◆ **Required task**: Give the data below again, word for word.

[Begin Working data]

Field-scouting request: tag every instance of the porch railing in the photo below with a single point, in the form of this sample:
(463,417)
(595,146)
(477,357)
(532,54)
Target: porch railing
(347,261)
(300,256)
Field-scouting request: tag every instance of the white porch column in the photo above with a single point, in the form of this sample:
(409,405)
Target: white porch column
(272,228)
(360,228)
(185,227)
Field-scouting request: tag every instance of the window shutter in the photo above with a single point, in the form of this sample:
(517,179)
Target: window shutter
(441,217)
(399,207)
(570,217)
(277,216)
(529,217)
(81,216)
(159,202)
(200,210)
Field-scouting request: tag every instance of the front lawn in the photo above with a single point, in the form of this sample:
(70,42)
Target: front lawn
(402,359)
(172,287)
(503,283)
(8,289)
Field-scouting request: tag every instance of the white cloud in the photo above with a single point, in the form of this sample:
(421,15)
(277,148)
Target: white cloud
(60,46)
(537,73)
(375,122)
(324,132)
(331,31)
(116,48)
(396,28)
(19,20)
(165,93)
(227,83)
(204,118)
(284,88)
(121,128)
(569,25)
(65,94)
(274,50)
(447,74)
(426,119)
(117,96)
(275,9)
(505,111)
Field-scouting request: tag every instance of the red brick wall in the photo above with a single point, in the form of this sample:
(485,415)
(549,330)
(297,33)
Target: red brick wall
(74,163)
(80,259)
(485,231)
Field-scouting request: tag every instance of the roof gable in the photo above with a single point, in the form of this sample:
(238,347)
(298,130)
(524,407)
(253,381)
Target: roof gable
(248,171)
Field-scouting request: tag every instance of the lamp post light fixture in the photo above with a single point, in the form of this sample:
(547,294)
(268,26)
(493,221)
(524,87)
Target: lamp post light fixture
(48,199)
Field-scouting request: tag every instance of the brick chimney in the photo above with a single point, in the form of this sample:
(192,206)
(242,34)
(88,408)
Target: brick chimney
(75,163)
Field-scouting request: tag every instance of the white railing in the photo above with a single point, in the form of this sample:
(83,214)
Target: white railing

[End Working data]

◆ **Written reply**:
Field-scouting request: tag every instance of the porch railing in the photo below with a single point, in the form of this sample:
(463,417)
(595,146)
(477,357)
(532,54)
Target: porch railing
(347,261)
(300,256)
Field-scouting request: tag every instance of the white porch column in the photo above with a single point, in the form of this sample:
(409,405)
Target: white porch column
(272,228)
(360,228)
(185,227)
Field-scouting request: tag every instance of the window shutter in the photo above with a single point, in the form of this sample:
(517,179)
Target: window shutter
(441,217)
(399,207)
(570,217)
(277,216)
(529,217)
(81,216)
(159,202)
(200,210)
Field-scouting request: tag every instance of the front lawn in the photo above with a single point, in the form of this sample:
(70,42)
Target: front lawn
(402,359)
(172,287)
(503,283)
(8,289)
Field-scouting request: tag every instance of the white cloud in the photo above with a single point, in the form of this sample:
(421,15)
(277,148)
Target: white cloud
(60,46)
(537,73)
(375,122)
(324,132)
(331,31)
(116,48)
(396,28)
(19,20)
(165,93)
(227,83)
(204,118)
(284,88)
(121,128)
(569,25)
(65,94)
(274,50)
(447,74)
(426,119)
(117,96)
(275,9)
(505,111)
Field-scouting request: tag every instance of the red brick wall in the photo above with a single point, in the form of this sample:
(485,415)
(549,330)
(297,33)
Target: red brick wall
(74,163)
(80,259)
(485,231)
Field-scouting request: tag every instance of the roof gable in the photo above with a single point, in the form of this sample:
(238,347)
(298,130)
(524,407)
(253,381)
Target: roof gable
(248,171)
Field-scouting request: tag every instance of the lamp post light fixture in the photo above with a single point, in the form of this sample:
(547,294)
(268,26)
(493,221)
(524,87)
Target: lamp post light fixture
(48,199)
Field-scouting request: tag every instance of the brick chimney in the photo above with a single point, in the form of this sample:
(192,206)
(242,34)
(88,408)
Target: brick chimney
(75,163)
Field-scouting request: tag every instance of the white railing in the photo above with a single point, in the form of this sample:
(83,214)
Target: white railing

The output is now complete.